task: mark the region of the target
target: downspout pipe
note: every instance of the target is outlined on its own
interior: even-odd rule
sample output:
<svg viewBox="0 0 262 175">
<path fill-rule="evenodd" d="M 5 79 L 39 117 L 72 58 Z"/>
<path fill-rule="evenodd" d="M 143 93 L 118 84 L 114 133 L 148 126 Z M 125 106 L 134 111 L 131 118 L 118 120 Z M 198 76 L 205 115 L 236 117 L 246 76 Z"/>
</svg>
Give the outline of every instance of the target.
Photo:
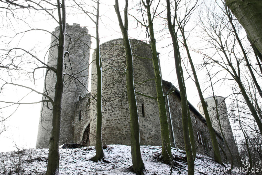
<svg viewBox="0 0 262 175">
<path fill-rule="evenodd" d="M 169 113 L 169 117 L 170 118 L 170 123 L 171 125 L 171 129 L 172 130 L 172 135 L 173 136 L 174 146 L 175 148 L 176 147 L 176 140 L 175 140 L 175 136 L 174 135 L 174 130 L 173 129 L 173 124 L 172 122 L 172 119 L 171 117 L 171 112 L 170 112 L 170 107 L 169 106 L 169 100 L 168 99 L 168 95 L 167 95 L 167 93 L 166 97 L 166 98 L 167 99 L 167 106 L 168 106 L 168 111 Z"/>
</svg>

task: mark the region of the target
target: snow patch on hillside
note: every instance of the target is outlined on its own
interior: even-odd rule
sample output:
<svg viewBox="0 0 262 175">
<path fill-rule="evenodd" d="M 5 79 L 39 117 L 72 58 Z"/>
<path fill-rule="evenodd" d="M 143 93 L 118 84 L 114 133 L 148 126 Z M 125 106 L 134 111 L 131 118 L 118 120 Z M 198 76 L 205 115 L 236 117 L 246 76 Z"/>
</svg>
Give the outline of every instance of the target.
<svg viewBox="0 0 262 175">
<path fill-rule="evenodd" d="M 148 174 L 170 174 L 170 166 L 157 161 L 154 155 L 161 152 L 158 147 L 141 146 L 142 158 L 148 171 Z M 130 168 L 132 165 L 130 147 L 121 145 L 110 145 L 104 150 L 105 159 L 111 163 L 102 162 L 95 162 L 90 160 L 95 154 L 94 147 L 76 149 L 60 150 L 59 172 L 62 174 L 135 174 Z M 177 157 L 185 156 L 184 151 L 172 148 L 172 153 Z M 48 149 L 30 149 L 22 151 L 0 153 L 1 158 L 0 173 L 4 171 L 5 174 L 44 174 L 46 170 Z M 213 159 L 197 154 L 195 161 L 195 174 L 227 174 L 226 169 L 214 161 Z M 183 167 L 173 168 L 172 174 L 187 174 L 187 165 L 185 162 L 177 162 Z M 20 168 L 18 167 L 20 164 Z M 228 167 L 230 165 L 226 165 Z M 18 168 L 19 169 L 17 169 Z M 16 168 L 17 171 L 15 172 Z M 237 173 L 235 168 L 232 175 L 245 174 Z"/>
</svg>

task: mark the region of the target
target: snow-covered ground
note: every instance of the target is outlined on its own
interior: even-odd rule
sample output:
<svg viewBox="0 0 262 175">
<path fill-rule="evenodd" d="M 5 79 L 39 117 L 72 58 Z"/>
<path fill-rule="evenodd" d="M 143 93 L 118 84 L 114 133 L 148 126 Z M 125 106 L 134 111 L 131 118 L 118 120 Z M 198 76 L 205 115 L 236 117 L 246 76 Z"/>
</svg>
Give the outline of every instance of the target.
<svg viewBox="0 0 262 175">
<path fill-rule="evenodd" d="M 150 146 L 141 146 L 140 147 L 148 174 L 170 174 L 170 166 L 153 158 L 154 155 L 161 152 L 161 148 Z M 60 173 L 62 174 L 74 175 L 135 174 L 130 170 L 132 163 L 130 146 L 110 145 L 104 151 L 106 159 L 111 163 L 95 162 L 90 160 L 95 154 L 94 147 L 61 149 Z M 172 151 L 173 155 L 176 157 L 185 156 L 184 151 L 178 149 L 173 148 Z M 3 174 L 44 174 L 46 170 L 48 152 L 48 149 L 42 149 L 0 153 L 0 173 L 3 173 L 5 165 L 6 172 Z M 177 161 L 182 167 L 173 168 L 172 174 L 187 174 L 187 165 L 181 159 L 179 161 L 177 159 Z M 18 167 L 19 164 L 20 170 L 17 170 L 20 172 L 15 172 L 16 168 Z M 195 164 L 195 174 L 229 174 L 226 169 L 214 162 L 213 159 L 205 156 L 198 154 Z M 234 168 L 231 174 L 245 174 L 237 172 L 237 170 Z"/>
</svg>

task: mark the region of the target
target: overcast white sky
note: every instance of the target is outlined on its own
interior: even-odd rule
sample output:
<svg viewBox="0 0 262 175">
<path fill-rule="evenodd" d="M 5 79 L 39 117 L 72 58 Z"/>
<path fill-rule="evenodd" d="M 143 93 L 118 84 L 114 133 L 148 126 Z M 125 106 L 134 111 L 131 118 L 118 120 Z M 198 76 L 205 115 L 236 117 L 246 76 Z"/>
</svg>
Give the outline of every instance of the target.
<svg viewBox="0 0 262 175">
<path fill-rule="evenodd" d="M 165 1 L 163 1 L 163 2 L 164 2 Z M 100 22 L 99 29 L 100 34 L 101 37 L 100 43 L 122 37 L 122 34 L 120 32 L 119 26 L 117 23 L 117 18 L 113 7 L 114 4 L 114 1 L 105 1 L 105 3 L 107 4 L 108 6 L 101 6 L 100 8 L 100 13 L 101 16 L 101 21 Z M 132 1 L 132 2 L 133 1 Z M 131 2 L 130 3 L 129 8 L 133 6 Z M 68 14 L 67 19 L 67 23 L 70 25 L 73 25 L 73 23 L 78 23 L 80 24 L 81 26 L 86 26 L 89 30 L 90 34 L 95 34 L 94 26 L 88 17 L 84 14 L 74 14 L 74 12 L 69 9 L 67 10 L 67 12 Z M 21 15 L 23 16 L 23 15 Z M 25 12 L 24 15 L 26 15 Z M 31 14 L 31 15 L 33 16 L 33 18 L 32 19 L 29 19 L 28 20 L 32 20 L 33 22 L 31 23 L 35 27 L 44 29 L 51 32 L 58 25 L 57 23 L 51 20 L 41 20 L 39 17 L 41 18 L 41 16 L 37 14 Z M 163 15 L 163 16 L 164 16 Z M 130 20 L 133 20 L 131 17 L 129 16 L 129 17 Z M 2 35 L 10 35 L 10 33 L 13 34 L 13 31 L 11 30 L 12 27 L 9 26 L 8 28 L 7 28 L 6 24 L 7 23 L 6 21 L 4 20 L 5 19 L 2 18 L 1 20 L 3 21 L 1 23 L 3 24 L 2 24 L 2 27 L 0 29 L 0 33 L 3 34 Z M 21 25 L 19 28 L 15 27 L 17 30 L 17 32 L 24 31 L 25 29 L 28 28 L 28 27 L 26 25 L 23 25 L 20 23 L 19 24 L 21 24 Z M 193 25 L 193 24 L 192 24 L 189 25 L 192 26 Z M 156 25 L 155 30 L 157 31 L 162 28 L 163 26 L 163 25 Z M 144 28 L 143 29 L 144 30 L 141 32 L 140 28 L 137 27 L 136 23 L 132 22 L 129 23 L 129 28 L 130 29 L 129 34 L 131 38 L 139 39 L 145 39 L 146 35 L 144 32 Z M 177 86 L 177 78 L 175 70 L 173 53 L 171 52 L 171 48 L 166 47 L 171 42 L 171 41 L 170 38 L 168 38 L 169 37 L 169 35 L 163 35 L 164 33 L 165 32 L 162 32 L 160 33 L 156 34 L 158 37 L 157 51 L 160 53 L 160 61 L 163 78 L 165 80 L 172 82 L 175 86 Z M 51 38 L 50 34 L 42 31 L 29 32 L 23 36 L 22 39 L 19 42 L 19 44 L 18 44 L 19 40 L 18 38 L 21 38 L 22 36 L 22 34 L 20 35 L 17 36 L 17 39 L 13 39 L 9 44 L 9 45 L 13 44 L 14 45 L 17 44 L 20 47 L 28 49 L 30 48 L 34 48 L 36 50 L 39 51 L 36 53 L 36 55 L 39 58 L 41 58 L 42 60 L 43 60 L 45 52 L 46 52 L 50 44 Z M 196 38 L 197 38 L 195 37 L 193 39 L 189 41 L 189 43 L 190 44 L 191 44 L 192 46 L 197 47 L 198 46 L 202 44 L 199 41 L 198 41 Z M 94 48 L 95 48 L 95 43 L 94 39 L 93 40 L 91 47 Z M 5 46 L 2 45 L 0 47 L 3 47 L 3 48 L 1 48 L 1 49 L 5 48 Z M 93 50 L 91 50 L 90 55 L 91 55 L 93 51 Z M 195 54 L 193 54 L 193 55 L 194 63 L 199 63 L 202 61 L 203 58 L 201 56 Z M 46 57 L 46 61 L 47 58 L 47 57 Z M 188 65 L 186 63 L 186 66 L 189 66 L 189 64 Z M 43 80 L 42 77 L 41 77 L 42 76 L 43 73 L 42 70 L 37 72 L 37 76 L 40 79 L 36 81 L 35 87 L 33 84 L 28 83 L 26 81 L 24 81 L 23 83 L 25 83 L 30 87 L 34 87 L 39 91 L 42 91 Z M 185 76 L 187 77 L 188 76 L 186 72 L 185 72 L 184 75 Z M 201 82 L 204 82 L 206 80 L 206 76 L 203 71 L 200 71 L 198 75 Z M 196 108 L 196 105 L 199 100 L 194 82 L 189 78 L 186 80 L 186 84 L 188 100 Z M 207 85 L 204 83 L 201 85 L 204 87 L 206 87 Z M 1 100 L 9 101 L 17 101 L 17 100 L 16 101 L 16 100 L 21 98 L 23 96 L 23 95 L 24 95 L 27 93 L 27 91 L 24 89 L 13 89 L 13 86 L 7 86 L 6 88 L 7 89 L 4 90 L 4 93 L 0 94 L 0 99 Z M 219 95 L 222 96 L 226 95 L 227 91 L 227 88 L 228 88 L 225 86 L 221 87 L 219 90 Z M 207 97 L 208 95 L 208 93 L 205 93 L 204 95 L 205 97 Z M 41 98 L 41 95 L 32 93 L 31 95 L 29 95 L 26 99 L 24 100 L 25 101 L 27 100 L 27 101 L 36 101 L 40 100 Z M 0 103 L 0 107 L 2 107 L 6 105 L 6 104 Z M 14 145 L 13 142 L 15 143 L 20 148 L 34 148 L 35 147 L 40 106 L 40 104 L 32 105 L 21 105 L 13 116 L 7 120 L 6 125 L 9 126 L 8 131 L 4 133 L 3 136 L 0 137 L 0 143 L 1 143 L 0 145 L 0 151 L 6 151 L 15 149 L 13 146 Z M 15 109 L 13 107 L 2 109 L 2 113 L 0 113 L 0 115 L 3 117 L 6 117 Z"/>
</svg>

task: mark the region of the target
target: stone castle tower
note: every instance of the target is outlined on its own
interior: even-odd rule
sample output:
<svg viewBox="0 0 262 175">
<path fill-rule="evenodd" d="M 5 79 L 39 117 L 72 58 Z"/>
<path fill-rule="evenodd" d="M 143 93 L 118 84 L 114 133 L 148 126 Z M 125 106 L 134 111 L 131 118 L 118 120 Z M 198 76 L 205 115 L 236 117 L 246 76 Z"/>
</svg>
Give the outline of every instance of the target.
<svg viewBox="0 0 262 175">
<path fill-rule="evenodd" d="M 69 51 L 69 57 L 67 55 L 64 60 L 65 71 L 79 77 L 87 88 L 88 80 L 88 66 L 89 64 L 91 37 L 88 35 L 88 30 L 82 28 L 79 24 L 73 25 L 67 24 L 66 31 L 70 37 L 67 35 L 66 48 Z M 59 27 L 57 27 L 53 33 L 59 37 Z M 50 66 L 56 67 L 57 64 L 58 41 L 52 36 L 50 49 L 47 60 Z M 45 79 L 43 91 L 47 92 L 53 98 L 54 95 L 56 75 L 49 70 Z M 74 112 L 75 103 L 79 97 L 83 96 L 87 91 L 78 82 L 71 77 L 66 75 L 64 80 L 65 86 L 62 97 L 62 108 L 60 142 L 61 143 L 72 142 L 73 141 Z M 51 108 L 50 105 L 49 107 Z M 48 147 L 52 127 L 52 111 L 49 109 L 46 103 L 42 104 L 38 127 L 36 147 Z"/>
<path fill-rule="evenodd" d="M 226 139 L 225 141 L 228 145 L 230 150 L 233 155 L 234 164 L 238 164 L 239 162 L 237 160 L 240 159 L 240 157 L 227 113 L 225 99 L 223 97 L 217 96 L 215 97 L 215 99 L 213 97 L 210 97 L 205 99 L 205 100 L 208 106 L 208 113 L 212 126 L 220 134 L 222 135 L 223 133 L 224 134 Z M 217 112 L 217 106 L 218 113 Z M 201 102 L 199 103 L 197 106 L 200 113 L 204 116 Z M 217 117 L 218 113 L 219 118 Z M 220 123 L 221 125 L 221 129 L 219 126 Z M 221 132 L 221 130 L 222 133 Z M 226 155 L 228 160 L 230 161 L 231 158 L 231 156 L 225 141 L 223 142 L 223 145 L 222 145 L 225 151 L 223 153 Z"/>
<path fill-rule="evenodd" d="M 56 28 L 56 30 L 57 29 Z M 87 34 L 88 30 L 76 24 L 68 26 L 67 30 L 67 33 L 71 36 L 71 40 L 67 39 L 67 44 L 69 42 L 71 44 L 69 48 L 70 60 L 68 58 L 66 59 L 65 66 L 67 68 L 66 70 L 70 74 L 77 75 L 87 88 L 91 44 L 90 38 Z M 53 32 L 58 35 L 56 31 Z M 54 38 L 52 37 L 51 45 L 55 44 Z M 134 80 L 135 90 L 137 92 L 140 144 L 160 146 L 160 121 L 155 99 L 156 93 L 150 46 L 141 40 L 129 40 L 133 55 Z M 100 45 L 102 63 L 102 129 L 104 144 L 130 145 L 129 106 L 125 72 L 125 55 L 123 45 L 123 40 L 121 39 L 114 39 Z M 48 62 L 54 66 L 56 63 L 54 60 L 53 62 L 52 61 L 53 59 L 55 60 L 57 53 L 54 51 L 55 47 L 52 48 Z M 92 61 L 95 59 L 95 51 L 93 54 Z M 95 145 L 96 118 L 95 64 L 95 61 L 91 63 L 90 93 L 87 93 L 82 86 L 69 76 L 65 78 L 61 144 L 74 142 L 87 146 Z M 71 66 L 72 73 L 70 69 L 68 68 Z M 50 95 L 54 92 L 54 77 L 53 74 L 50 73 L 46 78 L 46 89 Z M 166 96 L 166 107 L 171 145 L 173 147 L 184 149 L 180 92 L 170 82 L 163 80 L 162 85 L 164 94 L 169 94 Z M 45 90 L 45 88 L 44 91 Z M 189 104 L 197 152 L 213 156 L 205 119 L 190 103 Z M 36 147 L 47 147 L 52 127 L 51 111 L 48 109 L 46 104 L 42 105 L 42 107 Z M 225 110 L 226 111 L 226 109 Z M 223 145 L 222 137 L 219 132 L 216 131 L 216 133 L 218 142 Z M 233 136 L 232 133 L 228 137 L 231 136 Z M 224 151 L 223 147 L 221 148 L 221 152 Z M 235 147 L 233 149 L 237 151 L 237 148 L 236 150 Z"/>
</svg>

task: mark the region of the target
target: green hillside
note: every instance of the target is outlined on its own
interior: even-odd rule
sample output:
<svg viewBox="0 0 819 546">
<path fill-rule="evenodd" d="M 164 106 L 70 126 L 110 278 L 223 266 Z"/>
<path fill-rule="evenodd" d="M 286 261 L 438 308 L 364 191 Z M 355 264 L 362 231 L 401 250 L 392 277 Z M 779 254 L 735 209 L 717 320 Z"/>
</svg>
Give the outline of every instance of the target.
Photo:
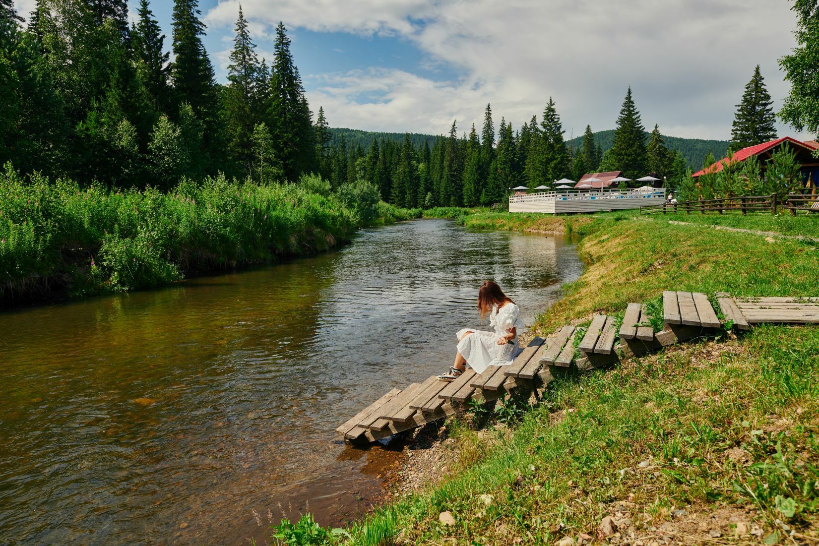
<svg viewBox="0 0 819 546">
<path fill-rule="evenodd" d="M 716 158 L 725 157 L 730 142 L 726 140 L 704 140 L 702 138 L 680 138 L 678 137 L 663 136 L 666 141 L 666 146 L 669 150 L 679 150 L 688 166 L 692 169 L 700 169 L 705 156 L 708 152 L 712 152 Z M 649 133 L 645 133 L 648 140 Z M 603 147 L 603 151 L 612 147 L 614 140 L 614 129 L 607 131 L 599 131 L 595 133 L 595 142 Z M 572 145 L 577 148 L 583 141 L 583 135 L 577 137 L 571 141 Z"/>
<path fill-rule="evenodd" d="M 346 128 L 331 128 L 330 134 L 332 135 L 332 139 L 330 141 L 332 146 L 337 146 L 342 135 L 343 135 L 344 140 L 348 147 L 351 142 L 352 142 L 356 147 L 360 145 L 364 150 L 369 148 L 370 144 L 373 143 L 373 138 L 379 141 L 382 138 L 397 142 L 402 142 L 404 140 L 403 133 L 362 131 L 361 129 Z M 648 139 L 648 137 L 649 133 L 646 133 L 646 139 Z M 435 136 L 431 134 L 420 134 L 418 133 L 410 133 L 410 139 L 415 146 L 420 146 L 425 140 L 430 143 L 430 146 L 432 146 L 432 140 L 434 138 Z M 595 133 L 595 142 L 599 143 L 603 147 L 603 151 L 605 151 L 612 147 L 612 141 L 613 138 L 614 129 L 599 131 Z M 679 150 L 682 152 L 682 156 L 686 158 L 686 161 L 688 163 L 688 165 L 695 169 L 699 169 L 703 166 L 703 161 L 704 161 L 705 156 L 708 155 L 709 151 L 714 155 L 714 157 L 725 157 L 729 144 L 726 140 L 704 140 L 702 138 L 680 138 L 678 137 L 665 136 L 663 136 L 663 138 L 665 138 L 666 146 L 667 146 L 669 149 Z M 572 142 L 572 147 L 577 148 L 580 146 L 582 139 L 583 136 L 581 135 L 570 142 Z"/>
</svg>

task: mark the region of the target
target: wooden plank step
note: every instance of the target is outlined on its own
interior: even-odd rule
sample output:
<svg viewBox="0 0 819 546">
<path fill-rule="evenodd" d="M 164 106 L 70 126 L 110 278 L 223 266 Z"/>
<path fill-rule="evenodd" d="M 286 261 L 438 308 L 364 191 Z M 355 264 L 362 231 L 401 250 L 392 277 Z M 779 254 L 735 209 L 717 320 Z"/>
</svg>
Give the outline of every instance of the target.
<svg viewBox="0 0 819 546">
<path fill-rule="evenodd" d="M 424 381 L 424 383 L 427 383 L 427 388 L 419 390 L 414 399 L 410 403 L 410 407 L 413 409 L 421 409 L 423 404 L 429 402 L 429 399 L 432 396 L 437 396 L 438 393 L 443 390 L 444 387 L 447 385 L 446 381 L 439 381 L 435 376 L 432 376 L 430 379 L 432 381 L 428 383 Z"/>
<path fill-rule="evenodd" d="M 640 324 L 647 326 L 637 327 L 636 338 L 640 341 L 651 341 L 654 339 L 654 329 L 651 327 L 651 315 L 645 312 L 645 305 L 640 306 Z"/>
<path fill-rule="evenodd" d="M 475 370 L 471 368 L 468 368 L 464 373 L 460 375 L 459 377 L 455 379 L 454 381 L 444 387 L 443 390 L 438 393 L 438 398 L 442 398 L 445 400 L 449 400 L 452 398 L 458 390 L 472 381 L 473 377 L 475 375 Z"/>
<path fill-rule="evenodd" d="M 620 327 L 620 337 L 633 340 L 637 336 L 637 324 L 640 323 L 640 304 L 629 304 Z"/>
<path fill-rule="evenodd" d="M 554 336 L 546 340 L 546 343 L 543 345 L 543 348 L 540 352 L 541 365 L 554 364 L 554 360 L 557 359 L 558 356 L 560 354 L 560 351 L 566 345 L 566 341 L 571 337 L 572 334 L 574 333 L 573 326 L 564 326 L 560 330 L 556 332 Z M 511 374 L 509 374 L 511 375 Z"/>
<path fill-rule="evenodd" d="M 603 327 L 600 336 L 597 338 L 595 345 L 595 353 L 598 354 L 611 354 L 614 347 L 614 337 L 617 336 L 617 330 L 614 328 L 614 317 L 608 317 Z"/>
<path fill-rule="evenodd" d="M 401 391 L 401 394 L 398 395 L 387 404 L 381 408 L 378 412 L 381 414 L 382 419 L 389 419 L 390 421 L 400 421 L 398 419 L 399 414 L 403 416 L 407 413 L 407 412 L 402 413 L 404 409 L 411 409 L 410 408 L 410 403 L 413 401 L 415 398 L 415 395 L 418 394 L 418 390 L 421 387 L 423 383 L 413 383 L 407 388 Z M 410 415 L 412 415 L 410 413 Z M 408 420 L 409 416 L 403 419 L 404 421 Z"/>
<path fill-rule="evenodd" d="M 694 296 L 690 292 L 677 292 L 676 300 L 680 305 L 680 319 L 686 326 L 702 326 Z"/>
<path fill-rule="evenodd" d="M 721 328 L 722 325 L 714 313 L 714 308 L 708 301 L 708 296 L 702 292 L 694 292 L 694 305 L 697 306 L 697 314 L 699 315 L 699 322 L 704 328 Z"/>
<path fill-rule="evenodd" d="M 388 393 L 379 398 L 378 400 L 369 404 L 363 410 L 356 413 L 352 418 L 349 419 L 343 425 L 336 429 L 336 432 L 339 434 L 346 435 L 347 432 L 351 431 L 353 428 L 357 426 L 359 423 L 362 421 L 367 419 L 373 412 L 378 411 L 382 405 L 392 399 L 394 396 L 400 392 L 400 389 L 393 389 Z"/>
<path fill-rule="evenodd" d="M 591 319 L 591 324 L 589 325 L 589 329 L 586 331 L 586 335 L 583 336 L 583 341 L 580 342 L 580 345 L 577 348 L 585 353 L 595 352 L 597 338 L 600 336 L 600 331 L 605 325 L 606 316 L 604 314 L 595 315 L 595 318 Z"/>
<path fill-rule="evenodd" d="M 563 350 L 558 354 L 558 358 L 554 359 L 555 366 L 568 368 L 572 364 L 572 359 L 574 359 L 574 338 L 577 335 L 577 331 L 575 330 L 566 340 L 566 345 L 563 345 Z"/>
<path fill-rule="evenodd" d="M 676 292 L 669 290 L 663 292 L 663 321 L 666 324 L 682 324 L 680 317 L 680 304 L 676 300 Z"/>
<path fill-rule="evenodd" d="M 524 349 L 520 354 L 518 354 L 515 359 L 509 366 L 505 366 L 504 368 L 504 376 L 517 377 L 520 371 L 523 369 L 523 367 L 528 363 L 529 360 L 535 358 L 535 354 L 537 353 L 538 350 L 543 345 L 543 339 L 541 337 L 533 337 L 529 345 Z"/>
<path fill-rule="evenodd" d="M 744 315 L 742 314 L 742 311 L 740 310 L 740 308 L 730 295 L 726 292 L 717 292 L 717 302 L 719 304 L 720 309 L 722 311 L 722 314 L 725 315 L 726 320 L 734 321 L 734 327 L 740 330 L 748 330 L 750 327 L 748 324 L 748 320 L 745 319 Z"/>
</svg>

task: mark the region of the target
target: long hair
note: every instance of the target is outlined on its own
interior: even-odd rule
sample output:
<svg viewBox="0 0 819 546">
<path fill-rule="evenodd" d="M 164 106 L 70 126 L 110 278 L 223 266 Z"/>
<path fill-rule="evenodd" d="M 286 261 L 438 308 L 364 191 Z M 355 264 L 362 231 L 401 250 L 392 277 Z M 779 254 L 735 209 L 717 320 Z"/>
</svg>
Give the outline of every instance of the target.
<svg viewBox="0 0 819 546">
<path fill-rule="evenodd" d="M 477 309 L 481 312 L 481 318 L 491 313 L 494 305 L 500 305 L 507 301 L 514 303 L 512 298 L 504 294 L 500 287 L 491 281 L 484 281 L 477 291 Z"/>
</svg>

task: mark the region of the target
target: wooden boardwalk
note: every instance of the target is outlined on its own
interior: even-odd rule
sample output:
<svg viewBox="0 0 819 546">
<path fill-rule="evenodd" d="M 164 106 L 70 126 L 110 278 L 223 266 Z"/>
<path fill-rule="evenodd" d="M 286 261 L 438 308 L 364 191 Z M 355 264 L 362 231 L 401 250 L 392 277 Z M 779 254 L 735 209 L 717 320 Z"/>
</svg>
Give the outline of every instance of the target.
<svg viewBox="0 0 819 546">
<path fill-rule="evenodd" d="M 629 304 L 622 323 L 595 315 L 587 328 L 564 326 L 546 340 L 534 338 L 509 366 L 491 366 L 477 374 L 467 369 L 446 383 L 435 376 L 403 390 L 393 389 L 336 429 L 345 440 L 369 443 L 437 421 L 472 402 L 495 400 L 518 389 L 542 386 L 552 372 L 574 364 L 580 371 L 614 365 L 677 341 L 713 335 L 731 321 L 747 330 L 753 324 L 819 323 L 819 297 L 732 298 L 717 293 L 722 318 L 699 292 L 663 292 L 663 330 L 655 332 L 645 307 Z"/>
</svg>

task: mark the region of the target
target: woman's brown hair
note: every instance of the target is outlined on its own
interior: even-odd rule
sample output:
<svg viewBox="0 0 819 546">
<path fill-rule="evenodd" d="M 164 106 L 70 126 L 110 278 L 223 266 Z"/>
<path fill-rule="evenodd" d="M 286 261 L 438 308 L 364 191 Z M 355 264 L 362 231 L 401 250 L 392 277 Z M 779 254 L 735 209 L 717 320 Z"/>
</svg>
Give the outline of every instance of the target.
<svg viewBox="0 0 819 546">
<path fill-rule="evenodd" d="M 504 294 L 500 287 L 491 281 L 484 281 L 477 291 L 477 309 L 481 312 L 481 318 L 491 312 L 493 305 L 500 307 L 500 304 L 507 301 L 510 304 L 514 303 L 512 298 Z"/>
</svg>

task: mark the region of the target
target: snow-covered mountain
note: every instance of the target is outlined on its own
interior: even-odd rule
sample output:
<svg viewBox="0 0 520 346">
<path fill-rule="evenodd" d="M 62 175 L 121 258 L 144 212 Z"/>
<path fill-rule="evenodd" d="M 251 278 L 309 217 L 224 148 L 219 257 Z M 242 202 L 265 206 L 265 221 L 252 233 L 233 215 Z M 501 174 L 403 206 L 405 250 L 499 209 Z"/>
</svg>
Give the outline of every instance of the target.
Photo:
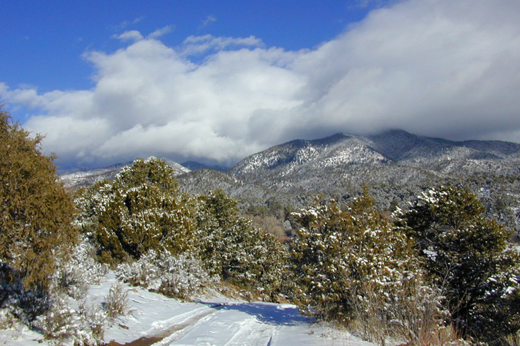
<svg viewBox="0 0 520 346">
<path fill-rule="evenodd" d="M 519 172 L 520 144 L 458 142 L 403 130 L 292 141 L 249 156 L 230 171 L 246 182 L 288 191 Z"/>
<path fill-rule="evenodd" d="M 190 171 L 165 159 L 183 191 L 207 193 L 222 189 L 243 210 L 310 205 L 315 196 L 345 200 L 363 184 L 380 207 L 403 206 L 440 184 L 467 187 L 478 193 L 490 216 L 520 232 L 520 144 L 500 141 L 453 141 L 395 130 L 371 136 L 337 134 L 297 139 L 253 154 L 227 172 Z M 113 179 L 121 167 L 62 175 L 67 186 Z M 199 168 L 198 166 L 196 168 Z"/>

# # # # #

● **Problem description**: Locate every line in the material that contains the word "covered", and copy each of those lines.

● **Reply to the task**:
target: snow-covered ground
target: snow-covered mountain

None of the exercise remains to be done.